17

WE ARRIVED HOME ON OCTOBER 24TH, 1993. Ten days later, Rob Marsh walked into my office, leaning on a cane. The Task Force Delta medical team had medevaced him to the UN compound and then to Germany, where he’d undergone extensive surgeries. The doctors did a miraculous job on Rob: through them, God gave him a second chance at life.

Within weeks of our return, Aidid would attend new U.S.-brokered peace negotiations, and the UN would release every man Task Force Ranger captured. In June 1995, Aidid would declare himself President of Somalia, but continue to fight for control with rival clans. On August 2, 1996, he would die of gunshot wounds sustained a week earlier in a fight with competing factions. Word was, Osman Atto was involved in his death.

On December 2, 1993, my guys in Bogota called me on my secure telephone at Bragg. “Sir, we wanted to report to you that Pablo Escobar was killed this morning.” It had been just under seventeen months after his escape from “prison.”

Excitement surged through me. I needed some good news. “Tell me what happened,” I said.

▶ TASK DESCRIPTION:
Continue the passage about coming home from Somalia and the news of Pablo Escobar's death, starting right after its last sentence.

▶ DATA EXCERPTS:
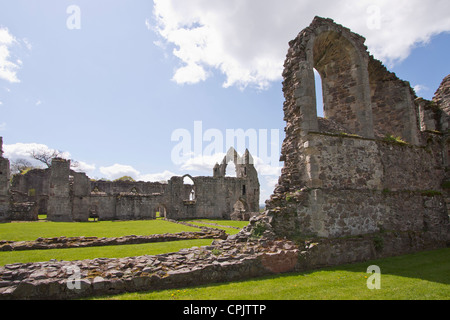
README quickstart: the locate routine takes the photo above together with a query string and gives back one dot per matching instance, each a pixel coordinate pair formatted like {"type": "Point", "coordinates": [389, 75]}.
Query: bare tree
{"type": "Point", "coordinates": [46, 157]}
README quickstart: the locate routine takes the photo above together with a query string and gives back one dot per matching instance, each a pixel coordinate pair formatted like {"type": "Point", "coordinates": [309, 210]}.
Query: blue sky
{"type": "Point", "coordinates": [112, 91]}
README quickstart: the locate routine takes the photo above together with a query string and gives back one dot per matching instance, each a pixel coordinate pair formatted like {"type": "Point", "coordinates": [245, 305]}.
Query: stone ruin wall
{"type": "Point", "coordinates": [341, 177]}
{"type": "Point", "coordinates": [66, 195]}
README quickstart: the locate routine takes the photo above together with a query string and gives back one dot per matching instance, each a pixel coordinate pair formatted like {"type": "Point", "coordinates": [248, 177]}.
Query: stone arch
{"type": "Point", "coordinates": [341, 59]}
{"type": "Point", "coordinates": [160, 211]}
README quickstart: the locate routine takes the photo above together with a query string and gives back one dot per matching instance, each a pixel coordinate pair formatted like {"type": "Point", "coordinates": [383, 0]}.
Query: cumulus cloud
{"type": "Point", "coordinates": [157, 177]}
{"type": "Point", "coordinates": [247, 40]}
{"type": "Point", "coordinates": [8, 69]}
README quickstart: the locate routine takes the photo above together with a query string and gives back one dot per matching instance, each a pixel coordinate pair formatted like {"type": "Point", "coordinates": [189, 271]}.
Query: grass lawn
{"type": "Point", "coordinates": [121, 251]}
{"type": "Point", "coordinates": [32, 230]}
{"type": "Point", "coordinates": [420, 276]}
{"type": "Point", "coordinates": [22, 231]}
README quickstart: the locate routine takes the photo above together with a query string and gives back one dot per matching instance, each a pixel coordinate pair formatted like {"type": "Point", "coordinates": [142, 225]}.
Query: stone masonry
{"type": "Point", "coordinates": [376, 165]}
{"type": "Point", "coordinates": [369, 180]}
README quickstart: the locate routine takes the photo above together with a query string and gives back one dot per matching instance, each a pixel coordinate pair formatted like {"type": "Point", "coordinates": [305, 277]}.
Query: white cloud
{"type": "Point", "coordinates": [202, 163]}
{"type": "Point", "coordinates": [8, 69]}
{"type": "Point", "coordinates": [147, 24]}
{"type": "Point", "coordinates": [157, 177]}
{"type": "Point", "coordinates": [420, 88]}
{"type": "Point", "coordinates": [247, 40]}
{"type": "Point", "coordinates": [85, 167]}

---

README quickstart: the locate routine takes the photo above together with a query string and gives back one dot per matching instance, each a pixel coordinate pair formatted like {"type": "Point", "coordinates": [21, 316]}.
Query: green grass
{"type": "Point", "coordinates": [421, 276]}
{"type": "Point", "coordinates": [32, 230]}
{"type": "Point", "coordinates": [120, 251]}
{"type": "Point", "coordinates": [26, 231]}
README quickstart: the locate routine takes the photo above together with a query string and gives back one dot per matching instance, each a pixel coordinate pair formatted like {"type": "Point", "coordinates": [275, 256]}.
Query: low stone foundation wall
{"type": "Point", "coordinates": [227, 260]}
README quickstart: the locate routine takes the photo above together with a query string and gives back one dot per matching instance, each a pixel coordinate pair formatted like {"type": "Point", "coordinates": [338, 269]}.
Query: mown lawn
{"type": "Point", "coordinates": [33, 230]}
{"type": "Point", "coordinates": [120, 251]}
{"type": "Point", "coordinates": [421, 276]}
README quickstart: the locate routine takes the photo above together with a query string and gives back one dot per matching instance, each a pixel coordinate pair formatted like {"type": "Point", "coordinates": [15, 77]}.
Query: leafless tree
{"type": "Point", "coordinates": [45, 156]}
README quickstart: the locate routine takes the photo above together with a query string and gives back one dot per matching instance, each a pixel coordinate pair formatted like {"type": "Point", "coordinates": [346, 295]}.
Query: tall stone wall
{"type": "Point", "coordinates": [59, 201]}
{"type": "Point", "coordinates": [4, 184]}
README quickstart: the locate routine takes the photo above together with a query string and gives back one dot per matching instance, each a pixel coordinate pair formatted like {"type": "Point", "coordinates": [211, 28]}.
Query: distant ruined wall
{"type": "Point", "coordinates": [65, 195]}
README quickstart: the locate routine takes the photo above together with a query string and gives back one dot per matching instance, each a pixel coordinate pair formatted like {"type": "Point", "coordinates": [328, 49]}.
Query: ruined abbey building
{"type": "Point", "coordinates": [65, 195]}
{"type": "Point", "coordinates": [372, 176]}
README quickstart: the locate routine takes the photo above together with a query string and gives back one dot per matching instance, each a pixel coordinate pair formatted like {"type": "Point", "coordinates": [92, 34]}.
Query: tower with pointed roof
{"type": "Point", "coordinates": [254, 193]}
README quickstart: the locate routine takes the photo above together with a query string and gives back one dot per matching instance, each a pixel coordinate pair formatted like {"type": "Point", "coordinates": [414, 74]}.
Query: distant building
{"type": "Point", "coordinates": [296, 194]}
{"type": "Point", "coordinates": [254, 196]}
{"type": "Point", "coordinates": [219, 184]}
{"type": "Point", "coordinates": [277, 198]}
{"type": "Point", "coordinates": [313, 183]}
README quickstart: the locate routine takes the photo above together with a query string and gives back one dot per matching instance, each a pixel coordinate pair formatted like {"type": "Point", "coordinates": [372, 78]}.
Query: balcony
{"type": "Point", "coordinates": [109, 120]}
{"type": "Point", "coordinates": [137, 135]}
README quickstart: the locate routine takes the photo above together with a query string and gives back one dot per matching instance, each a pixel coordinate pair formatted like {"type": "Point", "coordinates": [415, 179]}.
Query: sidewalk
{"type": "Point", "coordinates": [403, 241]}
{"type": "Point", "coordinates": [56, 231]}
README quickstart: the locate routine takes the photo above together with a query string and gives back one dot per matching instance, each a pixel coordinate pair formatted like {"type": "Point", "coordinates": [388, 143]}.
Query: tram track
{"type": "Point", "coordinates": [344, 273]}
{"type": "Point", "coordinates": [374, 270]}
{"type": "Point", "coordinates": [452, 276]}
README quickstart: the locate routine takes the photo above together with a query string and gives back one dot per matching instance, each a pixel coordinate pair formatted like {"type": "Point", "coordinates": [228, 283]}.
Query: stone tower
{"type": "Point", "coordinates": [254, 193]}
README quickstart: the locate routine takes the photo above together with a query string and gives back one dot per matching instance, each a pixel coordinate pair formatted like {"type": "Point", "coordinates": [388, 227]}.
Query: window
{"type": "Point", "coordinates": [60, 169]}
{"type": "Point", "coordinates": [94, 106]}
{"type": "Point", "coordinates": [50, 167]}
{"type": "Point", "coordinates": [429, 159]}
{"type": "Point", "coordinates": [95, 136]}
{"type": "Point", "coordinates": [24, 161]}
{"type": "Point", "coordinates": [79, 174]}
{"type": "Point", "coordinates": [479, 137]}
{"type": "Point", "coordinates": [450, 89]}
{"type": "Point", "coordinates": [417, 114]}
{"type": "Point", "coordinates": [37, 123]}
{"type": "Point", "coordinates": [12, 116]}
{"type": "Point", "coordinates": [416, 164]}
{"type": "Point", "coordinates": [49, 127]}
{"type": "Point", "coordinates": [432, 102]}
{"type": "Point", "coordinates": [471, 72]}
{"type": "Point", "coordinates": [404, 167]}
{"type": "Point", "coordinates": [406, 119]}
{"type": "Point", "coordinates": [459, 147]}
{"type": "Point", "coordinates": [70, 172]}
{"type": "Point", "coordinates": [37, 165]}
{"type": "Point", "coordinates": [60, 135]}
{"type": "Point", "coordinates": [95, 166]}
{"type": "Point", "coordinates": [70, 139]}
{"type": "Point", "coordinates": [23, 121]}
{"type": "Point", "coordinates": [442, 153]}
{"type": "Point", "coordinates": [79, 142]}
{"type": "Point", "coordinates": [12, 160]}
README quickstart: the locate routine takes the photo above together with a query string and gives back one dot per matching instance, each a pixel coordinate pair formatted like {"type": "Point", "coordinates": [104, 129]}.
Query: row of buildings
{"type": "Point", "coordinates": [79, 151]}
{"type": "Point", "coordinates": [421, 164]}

==

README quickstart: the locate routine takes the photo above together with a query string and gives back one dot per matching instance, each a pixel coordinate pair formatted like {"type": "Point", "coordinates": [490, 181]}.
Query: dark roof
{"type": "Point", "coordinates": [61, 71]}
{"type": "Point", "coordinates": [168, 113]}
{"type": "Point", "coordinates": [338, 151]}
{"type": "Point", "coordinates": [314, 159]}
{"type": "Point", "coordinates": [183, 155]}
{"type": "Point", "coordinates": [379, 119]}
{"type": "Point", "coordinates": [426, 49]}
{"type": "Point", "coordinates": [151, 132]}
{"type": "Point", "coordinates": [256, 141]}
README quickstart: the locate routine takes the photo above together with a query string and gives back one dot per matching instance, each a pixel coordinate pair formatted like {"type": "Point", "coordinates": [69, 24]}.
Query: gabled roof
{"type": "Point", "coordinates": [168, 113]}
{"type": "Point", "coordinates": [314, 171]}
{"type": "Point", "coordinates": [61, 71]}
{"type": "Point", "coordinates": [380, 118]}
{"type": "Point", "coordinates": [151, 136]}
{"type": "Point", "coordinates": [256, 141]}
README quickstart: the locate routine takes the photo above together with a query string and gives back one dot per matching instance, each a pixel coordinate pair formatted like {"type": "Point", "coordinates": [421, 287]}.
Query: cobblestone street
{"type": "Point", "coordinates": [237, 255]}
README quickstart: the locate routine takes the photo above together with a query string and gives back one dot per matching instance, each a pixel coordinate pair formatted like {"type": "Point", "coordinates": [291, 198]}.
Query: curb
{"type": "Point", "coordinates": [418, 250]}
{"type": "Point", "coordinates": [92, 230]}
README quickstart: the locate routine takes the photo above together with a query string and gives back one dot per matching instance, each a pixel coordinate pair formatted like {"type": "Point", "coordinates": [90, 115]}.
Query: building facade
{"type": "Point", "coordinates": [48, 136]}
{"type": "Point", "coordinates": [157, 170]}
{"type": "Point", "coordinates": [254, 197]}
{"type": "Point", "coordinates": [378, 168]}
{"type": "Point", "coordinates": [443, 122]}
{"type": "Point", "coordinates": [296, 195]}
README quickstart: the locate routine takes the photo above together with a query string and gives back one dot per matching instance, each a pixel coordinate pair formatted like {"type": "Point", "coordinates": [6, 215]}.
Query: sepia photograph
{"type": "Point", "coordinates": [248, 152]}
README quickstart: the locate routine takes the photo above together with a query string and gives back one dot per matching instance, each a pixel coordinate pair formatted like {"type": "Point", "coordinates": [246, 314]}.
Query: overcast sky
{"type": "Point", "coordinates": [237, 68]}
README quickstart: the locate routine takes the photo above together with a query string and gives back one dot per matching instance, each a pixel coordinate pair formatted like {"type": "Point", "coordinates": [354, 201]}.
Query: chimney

▶ ANSWER TO THE PROBLEM:
“You know the SIGINT equipment we provided to the Colombians? They were out running a patrol in Escobar’s mother’s neighborhood, when Hugo Martinez’s son tracked a signal to Escobar’s safe house. Hugo, Jr. drove by and saw Escobar standing by a window. Saw him!”

Our trainers back at Medellin had helped the Colombians launch a quick op. A Search Bloc strike team went in, busted down Escobar’s door, chased him out onto a rooftop and killed him: one shot in the butt, and one in each temple.

I called Garrison. “They got Pablo this morning. It’s been a long haul, but it was worth it.”

“That’s good news,” Garrison said. “Congratulations on the good work.”

“Well, thank you, but the Colombians did it,” I said. “We helped them a lot, but they did it.”

Afterward, there was a lot of talk about the headshots. As with Waco, shadowy Delta rumors surfaced again. Even today, people still want to know whether Delta snipers were in on the kill.

I can answer that: no.

The official report from the Colombians was that Escobar was caught in a cross-fire. But that’s a fairly miraculous story given the straight-on nature of the headshot wounds. I’d say it’s more likely the Colombians downed him with a shot in the ass, then walked up and put a coup de grace bullet in each side of his head. There you go, Pablo, payback for two decades of murder.